■ **Task directions**
Locate every line in the rows below that contains the word "shingle" and copy each one in full. Case counts.

[Extracted records]

#####

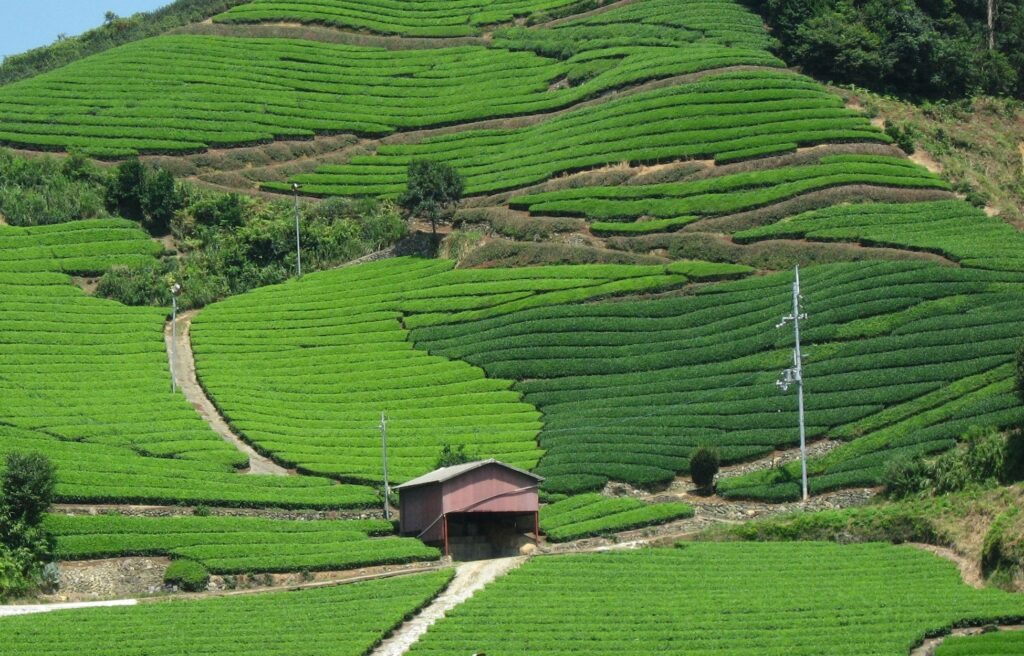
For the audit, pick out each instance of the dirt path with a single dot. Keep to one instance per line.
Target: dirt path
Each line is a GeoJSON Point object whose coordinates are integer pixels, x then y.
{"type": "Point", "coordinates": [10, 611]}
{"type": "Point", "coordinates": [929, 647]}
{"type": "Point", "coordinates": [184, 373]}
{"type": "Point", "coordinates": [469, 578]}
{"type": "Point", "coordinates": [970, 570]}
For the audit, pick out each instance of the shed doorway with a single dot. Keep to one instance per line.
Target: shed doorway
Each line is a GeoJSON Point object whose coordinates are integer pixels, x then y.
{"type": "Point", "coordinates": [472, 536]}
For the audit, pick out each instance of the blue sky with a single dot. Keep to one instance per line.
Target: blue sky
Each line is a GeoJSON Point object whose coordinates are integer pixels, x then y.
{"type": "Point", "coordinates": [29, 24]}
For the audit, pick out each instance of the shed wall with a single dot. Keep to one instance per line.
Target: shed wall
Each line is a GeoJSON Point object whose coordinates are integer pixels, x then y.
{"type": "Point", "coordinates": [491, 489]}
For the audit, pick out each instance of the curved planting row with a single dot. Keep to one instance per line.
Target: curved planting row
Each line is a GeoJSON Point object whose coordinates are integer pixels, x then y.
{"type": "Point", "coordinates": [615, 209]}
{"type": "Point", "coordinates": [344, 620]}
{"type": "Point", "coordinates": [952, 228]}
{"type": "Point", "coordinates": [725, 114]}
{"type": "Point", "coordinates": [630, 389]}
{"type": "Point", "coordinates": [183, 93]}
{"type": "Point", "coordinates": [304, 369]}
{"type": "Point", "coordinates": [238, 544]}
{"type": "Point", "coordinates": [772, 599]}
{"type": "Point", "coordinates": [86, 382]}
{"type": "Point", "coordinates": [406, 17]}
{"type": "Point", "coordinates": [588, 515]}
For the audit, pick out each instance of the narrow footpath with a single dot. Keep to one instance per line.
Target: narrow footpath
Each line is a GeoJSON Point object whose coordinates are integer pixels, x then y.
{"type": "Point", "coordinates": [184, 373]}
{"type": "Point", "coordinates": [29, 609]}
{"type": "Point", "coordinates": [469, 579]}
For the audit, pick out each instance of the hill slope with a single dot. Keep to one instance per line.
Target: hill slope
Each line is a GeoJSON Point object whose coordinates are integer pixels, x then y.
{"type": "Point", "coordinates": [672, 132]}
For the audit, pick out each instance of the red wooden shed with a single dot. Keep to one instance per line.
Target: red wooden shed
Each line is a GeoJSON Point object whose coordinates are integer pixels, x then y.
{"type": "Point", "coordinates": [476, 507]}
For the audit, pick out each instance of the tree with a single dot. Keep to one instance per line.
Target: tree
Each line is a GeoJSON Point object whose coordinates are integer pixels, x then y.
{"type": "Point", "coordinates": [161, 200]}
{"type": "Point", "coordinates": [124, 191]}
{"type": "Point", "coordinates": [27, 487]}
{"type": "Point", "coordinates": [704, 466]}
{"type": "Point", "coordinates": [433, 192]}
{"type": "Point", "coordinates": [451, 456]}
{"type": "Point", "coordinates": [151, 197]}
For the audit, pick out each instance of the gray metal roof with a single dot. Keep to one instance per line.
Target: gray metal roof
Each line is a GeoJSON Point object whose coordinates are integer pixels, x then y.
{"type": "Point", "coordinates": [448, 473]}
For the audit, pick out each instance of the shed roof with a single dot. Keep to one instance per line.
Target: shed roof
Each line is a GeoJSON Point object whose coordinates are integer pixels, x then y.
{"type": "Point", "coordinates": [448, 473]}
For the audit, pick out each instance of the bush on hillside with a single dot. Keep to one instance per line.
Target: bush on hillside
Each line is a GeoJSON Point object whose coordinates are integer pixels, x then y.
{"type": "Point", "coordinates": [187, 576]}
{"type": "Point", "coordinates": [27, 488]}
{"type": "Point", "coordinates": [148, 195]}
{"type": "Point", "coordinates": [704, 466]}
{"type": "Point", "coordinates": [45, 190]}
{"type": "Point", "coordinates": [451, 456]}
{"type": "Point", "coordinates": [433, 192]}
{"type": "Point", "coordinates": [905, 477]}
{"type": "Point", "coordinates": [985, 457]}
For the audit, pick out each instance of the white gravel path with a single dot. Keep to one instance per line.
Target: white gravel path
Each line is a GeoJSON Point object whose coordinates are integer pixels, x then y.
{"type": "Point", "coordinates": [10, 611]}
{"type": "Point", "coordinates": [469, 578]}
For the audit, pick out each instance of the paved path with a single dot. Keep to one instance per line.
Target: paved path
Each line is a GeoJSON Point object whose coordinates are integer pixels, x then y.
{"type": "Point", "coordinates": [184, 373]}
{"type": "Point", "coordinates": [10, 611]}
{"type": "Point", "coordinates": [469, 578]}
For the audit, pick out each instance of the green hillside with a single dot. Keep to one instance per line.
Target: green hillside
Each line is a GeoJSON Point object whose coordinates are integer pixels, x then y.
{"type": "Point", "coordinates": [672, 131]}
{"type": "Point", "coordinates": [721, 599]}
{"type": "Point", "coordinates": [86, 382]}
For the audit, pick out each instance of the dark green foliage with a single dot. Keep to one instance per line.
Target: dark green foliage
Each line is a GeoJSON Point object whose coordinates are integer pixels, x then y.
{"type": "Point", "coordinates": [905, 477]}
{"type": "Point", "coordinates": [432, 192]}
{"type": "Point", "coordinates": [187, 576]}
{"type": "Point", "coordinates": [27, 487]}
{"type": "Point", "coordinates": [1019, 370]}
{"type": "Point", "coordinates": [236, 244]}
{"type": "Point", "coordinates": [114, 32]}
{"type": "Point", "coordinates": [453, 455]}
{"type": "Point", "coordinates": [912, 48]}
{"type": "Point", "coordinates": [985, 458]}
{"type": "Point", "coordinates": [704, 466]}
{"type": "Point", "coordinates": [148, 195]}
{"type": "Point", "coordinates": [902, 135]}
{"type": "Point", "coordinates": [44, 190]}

#####

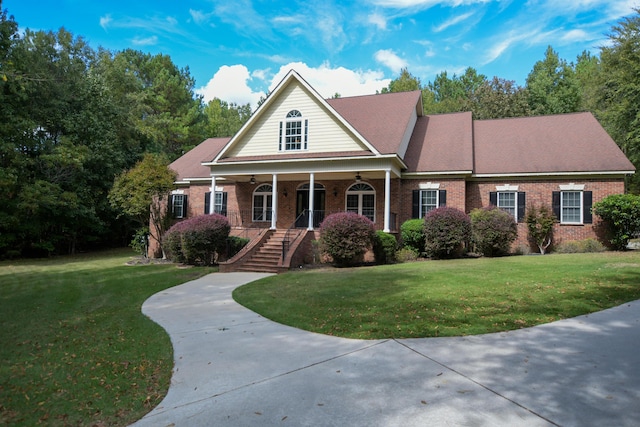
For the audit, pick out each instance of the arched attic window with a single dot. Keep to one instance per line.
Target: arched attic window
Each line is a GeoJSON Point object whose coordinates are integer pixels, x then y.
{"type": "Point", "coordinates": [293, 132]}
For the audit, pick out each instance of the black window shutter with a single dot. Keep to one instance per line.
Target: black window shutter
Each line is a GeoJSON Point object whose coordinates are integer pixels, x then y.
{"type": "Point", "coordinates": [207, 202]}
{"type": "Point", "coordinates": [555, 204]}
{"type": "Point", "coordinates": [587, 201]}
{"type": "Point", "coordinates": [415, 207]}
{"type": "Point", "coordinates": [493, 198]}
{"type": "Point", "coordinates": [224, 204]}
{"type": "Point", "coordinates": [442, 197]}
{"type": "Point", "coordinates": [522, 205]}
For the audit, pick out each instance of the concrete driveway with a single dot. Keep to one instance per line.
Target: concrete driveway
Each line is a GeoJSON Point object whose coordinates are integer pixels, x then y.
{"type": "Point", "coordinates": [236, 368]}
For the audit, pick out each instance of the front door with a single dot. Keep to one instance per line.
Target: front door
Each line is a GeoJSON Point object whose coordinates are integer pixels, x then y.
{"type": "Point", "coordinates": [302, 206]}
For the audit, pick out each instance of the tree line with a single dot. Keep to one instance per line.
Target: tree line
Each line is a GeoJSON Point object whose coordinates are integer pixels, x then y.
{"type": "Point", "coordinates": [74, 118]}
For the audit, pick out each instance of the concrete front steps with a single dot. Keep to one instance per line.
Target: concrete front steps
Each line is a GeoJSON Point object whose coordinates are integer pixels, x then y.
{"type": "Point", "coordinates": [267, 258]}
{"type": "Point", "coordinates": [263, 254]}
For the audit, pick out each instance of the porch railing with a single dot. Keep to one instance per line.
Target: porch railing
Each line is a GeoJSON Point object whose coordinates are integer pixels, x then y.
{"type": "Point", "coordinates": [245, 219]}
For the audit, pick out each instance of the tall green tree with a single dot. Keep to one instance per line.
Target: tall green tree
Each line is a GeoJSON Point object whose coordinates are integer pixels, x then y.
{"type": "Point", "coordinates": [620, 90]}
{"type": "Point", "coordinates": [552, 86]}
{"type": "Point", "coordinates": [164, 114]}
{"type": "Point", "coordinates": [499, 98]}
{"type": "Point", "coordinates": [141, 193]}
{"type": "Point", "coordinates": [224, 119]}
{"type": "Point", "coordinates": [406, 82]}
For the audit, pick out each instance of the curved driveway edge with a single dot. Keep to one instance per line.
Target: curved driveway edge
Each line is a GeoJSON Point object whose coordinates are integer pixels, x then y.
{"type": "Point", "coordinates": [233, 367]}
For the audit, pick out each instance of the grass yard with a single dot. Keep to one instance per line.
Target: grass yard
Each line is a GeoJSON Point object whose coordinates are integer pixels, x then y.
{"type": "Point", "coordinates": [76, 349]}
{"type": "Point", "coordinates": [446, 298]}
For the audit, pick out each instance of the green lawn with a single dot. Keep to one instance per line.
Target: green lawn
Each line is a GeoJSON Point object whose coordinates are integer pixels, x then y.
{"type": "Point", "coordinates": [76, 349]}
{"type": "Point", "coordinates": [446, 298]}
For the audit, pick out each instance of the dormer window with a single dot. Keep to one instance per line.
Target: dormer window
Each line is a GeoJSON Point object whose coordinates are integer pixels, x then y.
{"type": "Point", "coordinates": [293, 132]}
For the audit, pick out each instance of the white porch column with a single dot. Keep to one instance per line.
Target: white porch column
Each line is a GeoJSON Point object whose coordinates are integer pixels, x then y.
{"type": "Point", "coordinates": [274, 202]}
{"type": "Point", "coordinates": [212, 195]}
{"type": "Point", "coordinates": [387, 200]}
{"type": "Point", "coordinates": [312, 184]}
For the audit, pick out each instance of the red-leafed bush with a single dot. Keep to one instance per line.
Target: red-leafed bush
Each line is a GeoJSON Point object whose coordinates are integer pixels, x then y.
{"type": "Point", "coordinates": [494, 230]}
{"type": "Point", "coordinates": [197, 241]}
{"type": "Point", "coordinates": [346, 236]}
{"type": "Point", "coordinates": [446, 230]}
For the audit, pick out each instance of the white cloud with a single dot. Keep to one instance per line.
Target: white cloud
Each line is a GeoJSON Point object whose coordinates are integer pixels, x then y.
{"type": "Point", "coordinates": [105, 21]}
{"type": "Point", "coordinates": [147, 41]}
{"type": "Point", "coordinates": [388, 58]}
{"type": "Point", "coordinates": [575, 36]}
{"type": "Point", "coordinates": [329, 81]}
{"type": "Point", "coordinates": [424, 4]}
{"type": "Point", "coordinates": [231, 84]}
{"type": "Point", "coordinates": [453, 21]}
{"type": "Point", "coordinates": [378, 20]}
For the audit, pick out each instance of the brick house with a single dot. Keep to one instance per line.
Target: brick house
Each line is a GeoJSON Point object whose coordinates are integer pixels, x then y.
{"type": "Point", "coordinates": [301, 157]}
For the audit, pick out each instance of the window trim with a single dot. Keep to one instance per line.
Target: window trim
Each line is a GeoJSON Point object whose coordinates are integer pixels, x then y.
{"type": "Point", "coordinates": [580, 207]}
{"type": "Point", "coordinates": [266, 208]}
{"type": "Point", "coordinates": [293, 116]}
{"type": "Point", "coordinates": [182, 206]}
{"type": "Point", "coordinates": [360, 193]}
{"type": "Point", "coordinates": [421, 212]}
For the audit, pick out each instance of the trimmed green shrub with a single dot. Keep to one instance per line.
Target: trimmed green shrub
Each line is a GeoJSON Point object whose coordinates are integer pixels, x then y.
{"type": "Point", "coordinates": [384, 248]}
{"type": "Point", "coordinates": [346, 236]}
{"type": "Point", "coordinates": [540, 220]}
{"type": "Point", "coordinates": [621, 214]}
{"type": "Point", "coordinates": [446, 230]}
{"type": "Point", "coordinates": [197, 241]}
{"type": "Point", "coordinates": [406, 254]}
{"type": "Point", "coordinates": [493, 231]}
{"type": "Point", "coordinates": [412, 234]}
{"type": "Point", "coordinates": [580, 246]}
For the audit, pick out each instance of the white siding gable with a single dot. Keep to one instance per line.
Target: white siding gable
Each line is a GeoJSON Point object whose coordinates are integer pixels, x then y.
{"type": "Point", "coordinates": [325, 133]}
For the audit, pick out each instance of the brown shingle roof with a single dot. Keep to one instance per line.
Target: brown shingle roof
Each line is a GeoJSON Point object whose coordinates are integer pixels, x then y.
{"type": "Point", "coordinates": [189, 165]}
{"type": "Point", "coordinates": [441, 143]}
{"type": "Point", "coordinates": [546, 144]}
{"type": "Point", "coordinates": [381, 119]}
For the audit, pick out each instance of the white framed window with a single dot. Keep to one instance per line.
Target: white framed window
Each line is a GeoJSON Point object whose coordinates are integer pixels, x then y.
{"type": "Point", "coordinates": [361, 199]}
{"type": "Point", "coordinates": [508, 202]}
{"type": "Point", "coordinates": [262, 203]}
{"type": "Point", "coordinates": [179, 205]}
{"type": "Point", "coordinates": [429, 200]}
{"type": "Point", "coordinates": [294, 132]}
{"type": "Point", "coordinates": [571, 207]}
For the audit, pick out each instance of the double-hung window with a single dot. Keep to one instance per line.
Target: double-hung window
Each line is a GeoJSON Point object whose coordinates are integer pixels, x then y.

#####

■ **The reply**
For the audit, pick out each instance of the brown shingle roof with a single dot. Keep to one instance per line.
Target: brown shingle roof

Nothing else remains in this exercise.